Out of the material that follows, write out exactly the lines from the line with "If you would be willing to tag the broad" to the line with "If you would be willing to tag the wooden deck", both ends included, and no others.
________________________
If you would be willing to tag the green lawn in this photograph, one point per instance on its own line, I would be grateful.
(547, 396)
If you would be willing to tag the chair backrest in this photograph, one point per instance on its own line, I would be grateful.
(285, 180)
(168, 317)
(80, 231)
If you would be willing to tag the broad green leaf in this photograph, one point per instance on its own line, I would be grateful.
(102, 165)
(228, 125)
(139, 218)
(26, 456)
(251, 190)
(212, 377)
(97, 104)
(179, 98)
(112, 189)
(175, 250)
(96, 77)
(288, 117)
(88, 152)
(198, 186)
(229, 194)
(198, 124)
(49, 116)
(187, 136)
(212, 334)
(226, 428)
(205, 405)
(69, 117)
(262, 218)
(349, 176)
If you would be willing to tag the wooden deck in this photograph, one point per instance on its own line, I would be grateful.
________________________
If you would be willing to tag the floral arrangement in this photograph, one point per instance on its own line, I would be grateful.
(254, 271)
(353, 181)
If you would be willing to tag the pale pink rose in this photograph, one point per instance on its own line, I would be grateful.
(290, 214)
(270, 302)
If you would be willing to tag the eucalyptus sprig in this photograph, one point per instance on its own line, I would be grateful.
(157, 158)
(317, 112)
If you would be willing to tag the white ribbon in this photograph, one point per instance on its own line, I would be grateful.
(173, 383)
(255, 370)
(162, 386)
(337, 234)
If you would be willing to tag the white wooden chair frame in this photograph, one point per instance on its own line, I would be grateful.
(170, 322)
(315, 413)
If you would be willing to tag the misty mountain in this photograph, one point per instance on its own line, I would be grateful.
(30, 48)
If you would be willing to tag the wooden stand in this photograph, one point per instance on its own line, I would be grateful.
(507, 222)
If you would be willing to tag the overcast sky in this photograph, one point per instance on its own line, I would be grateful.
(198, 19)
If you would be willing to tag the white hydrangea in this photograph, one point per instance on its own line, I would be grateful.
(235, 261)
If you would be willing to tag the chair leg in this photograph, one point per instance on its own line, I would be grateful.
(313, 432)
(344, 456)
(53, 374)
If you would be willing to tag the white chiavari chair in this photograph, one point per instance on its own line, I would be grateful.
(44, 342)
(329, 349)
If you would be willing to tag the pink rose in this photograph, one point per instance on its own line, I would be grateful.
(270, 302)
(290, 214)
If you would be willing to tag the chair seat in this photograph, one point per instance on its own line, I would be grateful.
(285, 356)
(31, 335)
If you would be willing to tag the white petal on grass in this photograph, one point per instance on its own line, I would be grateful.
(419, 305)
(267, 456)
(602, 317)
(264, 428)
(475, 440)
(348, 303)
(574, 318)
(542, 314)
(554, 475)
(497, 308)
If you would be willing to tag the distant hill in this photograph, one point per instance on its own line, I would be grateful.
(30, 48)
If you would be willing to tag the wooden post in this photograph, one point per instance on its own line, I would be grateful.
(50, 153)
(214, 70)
________________________
SOLUTION FOR THIS PROBLEM:
If you would be willing to tag the broad green leaf in this photograph, one point per instance on its own line, I would be grateful.
(102, 165)
(228, 125)
(139, 218)
(26, 456)
(251, 190)
(212, 377)
(97, 104)
(179, 98)
(112, 189)
(175, 250)
(96, 77)
(288, 117)
(88, 152)
(198, 186)
(229, 194)
(198, 124)
(49, 116)
(187, 136)
(212, 334)
(226, 428)
(205, 405)
(69, 117)
(262, 218)
(349, 176)
If you would be willing to tag the wooden deck in this photograph, one point per instance on its own line, I would be grateful.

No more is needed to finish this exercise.